Nope it didn't hurt at all, because you made some great points and so did Angus. The way I work is (for example):

I give the HO the option of cheap paint or the really nice stuff. I explain all the pros and cons. I also explain what its going to cost for the paints and the labor. cheap paint = low quality = more for $ labor, more expensive paint = higher quality = less $ for labor.

Some things the HO does not get the option of saving on like shoe covers or labor costs.

The HO knows exactly what kind of materials are going into his/her home. Some things they choose to save on and other things not.


----------



## tooltheory (Dec 10, 2010)

carpentershane said:


> BUT I am going to be the best value for their hard earned dollar as I do quality work w/o shortcuts. The project will be completed correctly w/ attention to detail. There will always be someone else willing to do the job cheaper- I don't compete with idiots


I agree, I just give the option for the HO to save on certain things.


----------



## Gough (May 1, 2010)

» DATA SECTION:
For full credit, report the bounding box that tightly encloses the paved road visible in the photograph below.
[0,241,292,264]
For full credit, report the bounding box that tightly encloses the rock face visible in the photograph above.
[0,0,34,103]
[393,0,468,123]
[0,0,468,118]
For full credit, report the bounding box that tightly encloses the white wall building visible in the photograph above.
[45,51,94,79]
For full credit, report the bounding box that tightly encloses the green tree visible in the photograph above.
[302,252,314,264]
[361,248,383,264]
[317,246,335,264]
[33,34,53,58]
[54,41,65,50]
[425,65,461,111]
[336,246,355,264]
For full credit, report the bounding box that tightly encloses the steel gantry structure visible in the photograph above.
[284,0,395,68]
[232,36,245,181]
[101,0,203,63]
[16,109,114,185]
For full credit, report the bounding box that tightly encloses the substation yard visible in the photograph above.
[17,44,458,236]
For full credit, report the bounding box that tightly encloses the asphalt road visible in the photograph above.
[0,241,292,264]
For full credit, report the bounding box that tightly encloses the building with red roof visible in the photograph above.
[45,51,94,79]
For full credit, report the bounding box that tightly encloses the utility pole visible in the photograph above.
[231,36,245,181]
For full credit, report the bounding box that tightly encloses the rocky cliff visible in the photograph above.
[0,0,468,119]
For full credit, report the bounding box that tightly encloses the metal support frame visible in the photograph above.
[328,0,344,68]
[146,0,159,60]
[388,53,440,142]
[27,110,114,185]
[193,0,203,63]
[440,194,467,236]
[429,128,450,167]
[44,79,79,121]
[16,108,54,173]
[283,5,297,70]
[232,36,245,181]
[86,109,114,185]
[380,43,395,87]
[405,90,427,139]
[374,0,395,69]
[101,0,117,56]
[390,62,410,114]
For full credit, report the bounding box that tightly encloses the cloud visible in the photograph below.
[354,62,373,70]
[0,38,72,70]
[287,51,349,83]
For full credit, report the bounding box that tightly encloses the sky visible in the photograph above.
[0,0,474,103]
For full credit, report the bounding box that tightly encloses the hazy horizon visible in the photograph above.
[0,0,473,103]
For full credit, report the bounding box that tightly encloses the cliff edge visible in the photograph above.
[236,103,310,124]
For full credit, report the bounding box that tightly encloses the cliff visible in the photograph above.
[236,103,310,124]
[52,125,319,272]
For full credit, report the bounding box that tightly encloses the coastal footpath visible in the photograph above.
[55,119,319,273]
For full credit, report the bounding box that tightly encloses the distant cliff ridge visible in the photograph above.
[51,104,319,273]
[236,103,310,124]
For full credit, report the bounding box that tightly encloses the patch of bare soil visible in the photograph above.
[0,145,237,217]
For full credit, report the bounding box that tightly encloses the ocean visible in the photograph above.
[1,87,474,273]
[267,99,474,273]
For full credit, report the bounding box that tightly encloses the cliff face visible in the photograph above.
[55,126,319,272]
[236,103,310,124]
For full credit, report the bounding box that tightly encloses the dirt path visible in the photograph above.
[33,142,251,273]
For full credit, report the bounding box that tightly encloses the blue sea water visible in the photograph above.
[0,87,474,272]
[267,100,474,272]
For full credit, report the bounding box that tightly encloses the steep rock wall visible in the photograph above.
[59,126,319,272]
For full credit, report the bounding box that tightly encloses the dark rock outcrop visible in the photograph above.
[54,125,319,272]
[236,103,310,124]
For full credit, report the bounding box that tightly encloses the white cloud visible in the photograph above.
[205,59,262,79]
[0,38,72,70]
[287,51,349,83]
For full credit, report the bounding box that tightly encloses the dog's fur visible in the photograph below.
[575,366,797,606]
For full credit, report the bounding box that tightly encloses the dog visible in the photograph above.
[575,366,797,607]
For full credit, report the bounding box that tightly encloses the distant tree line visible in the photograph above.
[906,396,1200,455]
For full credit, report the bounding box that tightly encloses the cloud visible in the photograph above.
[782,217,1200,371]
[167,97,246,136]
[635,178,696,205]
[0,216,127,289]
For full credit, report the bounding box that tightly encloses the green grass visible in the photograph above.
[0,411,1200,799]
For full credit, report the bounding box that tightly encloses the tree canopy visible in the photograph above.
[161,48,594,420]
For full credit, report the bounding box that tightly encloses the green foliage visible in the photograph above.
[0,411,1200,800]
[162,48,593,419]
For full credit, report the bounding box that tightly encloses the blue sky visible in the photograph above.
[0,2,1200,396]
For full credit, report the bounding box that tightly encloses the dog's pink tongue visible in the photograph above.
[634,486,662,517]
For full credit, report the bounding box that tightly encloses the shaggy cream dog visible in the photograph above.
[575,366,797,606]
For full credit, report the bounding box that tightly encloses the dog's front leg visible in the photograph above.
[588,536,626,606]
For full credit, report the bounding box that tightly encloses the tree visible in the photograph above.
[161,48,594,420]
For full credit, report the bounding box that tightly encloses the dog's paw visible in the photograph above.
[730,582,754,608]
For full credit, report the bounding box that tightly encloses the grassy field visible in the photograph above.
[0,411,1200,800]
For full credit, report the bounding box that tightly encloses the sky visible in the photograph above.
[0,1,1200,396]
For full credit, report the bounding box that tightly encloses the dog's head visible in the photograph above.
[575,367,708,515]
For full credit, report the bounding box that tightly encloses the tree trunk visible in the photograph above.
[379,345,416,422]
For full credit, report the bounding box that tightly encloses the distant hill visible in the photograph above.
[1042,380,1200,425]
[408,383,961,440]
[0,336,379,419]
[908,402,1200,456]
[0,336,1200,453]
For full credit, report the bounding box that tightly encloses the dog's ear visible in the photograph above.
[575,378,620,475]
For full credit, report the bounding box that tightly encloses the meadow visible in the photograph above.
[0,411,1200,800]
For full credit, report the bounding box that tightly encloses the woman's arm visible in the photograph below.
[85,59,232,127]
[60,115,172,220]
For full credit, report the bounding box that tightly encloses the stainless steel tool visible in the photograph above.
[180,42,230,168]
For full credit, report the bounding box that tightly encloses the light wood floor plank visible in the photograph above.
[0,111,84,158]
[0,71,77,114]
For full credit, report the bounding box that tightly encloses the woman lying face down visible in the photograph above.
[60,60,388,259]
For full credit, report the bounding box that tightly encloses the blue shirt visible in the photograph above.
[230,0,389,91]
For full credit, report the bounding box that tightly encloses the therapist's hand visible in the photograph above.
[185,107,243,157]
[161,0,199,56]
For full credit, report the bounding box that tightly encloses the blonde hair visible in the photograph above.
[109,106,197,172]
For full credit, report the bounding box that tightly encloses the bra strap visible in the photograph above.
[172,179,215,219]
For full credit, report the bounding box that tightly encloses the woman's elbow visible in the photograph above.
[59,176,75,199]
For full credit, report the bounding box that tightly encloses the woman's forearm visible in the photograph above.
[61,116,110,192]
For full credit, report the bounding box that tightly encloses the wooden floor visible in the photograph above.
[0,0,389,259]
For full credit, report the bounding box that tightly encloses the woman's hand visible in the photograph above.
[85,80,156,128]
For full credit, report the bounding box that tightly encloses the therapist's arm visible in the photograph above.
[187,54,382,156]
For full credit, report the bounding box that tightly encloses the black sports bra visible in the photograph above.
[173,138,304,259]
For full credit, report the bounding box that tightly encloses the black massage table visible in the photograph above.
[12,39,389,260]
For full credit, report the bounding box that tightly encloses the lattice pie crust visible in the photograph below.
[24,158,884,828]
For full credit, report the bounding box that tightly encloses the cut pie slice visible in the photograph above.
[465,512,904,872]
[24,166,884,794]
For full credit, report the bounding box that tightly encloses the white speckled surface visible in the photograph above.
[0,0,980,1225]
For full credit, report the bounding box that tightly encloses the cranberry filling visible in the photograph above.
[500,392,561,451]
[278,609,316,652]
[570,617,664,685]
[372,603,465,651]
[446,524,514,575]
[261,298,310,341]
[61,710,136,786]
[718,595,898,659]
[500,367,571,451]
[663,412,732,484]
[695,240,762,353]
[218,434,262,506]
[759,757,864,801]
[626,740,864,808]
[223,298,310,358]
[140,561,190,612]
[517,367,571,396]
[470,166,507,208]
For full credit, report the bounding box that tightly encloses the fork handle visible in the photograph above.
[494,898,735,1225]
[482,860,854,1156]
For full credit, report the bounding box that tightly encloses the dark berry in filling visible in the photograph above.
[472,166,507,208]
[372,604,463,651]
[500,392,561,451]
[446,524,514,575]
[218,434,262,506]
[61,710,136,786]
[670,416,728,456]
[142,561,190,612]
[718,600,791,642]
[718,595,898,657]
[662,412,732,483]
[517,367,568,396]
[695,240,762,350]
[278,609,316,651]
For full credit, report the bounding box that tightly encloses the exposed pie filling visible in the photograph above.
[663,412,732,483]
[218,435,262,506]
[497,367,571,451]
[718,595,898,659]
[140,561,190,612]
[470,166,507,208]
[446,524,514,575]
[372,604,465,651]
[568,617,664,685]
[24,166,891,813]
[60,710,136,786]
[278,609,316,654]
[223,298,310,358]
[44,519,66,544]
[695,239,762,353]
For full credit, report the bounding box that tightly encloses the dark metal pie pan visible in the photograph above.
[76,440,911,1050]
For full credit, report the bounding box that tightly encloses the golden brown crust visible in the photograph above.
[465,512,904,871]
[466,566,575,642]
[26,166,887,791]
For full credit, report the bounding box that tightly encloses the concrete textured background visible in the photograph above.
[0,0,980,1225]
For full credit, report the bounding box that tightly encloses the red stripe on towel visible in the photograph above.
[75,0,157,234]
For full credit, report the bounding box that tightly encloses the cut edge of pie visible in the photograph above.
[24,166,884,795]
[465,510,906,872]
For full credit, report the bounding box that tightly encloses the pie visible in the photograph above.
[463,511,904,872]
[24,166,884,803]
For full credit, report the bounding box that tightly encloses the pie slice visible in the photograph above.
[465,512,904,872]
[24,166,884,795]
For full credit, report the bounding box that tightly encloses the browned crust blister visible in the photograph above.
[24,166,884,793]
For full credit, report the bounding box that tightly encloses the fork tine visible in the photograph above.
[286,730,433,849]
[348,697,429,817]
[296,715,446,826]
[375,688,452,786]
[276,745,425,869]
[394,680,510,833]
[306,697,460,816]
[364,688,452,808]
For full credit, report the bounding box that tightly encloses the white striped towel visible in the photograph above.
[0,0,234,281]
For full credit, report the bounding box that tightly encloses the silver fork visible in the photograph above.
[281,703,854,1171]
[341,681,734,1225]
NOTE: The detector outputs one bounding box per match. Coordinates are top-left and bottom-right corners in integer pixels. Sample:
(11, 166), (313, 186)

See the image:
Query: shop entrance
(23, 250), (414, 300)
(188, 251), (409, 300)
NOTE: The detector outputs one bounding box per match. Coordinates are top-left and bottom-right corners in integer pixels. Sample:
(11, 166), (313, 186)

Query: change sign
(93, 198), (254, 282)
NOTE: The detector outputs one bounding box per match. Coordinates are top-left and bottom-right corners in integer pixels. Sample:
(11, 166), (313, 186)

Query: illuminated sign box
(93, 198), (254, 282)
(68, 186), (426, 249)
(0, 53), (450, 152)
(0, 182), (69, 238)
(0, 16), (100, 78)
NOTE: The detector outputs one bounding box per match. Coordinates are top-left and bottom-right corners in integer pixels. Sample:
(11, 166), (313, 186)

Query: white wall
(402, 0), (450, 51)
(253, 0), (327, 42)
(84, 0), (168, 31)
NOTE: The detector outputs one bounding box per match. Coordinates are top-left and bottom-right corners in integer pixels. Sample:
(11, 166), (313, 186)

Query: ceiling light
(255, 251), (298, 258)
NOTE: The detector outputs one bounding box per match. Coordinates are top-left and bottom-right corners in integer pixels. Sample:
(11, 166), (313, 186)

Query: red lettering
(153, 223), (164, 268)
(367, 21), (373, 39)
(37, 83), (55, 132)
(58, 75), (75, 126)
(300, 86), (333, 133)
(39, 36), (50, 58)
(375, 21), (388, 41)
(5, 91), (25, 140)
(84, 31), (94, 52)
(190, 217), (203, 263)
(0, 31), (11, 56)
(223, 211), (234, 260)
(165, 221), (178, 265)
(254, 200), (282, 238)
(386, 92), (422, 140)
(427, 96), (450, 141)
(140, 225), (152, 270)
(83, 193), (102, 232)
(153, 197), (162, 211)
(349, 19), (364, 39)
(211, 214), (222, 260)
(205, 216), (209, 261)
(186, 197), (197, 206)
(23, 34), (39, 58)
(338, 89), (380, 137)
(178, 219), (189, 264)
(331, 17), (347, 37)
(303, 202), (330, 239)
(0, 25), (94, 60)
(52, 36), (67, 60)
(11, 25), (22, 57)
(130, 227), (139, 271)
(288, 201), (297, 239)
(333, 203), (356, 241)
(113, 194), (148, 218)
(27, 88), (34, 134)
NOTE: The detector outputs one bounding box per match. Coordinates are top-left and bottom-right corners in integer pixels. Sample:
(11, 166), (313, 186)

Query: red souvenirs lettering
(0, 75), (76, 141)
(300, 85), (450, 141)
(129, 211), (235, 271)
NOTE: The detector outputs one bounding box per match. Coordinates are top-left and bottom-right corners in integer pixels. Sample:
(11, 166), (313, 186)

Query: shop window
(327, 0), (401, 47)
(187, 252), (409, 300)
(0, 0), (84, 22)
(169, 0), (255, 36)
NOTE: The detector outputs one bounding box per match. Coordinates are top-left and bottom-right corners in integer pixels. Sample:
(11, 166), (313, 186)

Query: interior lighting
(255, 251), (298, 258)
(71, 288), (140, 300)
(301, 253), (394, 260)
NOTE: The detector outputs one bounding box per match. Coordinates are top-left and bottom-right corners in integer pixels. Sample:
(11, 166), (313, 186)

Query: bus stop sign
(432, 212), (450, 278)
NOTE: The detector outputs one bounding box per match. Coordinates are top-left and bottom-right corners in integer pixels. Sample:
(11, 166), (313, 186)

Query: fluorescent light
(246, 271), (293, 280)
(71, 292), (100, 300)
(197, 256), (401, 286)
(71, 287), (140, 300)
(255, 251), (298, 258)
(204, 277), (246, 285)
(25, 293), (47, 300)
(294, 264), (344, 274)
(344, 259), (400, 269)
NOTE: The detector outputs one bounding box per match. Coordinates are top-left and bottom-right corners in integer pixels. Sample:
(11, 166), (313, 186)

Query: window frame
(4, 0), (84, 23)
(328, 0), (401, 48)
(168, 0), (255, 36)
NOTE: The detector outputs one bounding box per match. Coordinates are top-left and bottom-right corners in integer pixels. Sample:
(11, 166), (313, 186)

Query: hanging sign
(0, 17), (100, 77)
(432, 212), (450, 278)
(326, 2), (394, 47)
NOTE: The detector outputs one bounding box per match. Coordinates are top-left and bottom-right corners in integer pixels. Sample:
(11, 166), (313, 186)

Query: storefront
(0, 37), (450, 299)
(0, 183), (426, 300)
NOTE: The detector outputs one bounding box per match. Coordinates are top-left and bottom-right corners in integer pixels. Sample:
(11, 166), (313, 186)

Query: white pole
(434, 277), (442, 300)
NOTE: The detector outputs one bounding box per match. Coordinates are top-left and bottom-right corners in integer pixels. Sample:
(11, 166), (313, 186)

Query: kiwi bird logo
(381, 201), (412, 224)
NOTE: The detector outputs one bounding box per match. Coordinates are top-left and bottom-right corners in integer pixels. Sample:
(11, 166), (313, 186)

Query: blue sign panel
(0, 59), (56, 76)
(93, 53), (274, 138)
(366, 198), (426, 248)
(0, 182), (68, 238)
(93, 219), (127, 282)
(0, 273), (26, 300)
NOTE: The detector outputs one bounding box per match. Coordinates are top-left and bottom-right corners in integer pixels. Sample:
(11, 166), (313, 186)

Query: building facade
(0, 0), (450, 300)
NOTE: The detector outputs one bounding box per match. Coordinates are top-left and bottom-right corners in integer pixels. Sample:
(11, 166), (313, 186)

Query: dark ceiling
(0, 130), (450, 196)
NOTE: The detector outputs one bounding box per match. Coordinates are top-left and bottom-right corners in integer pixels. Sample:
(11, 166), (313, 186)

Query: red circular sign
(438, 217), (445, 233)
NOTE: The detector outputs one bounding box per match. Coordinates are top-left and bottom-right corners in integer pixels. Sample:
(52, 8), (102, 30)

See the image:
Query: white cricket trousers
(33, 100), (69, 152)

» REQUESTS:
**1)** Revise the part of the painting thread starting with "Nope it didn't" and going on through "less $ for labor.", putting "homeowner" in place of "HO".
**2)** According to the painting thread, what things does the HO not get the option of saving on?
**3)** List every person's name or username that appears in the painting thread.

» CORRECT ANSWERS:
**1)**
Nope it didn't hurt at all, because you made some great points and so did Angus. The way I work is (for example):

I give the homeowner the option of cheap paint or the really nice stuff. I explain all the pros and cons. I also explain what its going to cost for the paints and the labor. cheap paint = low quality = more for $ labor, more expensive paint = higher quality = less $ for labor.

**2)** Shoe covers or labor costs.

**3)** Angus, tooltheory, carpentershane, Gough